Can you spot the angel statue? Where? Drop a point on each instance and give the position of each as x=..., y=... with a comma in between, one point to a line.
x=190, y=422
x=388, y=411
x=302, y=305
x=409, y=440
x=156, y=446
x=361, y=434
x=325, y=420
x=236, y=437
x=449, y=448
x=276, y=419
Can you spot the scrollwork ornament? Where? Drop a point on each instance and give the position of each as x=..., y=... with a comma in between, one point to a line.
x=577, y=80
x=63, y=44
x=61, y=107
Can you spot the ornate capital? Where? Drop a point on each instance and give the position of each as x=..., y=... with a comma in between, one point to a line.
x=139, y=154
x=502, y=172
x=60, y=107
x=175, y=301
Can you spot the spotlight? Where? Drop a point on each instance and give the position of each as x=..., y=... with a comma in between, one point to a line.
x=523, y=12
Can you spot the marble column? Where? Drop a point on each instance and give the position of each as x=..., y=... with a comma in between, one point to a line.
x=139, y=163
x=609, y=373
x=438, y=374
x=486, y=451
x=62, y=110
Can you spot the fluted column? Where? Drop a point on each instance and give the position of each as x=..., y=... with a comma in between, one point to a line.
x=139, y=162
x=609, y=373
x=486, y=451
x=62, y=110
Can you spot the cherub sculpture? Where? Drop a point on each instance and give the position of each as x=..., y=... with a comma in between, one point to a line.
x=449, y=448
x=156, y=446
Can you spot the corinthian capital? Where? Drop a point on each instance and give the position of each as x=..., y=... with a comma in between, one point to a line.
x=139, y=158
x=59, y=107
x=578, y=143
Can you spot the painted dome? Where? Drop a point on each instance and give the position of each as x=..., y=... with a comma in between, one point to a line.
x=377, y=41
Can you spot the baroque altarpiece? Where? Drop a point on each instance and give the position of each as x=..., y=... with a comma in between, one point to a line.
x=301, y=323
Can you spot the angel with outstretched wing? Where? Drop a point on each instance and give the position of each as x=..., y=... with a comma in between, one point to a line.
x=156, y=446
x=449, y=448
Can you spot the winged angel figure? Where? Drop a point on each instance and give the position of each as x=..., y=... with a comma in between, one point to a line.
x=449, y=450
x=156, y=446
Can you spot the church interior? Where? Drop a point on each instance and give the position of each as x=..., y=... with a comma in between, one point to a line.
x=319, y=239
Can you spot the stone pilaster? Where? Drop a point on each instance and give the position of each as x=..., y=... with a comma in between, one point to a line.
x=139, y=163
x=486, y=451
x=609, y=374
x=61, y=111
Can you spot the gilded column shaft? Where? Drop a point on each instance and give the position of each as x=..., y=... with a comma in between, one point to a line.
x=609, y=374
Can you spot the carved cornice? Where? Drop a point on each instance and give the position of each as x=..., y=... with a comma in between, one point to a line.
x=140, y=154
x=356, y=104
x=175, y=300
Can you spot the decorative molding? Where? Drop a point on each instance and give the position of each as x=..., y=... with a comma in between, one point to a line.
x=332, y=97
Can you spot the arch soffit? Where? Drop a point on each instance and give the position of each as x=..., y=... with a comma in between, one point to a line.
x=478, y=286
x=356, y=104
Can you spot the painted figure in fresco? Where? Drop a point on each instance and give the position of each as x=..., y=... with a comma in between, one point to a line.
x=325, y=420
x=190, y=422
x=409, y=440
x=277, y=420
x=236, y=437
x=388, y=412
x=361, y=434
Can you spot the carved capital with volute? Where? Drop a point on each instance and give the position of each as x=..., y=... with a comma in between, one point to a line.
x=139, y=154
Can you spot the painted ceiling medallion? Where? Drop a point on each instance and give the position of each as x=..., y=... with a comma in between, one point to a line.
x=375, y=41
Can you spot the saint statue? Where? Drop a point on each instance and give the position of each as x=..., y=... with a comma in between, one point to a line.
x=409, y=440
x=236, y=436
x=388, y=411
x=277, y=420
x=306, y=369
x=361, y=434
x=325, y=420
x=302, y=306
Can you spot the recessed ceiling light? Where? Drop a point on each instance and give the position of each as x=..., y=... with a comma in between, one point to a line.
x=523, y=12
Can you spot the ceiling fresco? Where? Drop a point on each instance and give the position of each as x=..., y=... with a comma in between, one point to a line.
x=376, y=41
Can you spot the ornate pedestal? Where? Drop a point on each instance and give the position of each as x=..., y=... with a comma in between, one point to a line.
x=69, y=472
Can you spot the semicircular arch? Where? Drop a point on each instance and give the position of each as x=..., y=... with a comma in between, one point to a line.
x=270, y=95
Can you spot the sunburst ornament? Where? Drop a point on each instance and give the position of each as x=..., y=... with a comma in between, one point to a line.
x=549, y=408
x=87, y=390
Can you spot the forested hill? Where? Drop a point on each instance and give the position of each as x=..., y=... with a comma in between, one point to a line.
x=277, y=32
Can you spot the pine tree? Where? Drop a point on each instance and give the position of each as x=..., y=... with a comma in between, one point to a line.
————————
### Directive
Rewrite the part that opens with the line containing "Can you spot the forested" and closes with the last line above as a Markdown table with the columns Row and Line. Leave out any blank lines.

### Answer for this exercise
| Row | Line |
|---|---|
| 1 | Can you spot the forested hill? Where? Drop a point on each instance and give the position of each as x=..., y=... with a comma in between, one point to a line. |
| 2 | x=277, y=32 |
| 3 | Can you spot the pine tree? Where? Drop a point on each instance and give the position of each as x=..., y=... with a comma in between, one point to a line. |